▶ **Material for this task**:

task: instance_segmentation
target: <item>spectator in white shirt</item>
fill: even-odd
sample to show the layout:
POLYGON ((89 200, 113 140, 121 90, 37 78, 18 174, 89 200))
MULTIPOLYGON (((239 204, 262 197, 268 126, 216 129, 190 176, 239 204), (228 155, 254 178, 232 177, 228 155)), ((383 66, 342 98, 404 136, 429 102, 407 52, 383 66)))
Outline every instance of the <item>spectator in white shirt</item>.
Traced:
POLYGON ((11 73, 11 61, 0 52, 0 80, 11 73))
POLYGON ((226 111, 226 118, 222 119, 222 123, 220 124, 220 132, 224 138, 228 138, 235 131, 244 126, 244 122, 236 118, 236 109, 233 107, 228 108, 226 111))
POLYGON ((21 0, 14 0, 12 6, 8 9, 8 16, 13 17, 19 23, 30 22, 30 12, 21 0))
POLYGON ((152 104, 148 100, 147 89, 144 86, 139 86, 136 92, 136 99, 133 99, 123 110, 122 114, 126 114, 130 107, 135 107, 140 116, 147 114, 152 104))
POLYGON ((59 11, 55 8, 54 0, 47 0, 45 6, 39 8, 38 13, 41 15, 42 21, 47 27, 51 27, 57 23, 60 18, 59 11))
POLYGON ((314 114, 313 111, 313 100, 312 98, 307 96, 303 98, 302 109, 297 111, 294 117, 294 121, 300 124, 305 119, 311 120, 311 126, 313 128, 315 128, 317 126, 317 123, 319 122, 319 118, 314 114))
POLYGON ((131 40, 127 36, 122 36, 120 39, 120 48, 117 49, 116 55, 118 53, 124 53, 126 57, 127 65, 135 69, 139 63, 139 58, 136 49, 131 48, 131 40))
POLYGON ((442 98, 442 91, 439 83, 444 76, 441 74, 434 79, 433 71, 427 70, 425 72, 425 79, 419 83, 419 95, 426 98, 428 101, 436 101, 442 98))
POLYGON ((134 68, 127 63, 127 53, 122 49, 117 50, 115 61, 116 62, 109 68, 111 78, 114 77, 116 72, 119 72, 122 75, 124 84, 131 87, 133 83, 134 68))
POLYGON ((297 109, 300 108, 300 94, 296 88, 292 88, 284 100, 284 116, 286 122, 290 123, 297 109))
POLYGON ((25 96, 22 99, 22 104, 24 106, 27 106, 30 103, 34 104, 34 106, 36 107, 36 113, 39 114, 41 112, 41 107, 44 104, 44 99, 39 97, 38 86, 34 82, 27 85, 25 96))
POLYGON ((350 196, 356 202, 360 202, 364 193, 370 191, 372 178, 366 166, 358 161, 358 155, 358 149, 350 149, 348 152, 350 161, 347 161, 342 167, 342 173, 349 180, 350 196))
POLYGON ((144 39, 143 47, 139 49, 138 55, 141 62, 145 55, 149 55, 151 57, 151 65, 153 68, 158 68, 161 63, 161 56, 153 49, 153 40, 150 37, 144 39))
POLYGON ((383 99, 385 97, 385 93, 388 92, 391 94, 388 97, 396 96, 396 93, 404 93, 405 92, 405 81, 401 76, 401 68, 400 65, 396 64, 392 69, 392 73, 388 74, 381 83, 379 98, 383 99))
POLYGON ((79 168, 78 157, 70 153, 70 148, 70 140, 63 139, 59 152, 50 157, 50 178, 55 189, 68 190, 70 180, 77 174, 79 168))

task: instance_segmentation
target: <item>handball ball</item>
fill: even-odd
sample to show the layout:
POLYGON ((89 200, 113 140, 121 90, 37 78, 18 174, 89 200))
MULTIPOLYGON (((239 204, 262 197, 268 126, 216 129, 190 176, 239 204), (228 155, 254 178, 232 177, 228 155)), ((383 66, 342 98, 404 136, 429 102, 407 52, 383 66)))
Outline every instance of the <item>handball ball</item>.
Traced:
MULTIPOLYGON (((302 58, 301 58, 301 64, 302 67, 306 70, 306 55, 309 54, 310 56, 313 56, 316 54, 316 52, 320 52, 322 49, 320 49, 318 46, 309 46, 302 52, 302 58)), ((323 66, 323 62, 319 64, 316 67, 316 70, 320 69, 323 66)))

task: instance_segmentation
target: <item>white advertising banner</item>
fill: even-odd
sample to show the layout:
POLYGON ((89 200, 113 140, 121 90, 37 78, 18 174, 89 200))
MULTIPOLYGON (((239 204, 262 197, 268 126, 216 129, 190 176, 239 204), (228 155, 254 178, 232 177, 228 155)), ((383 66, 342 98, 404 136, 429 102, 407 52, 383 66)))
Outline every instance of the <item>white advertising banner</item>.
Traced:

▶ **Exercise directions**:
What is the number of lines in the data above that include the word "shirt"? Answer with that number only.

▶ **Final answer**:
2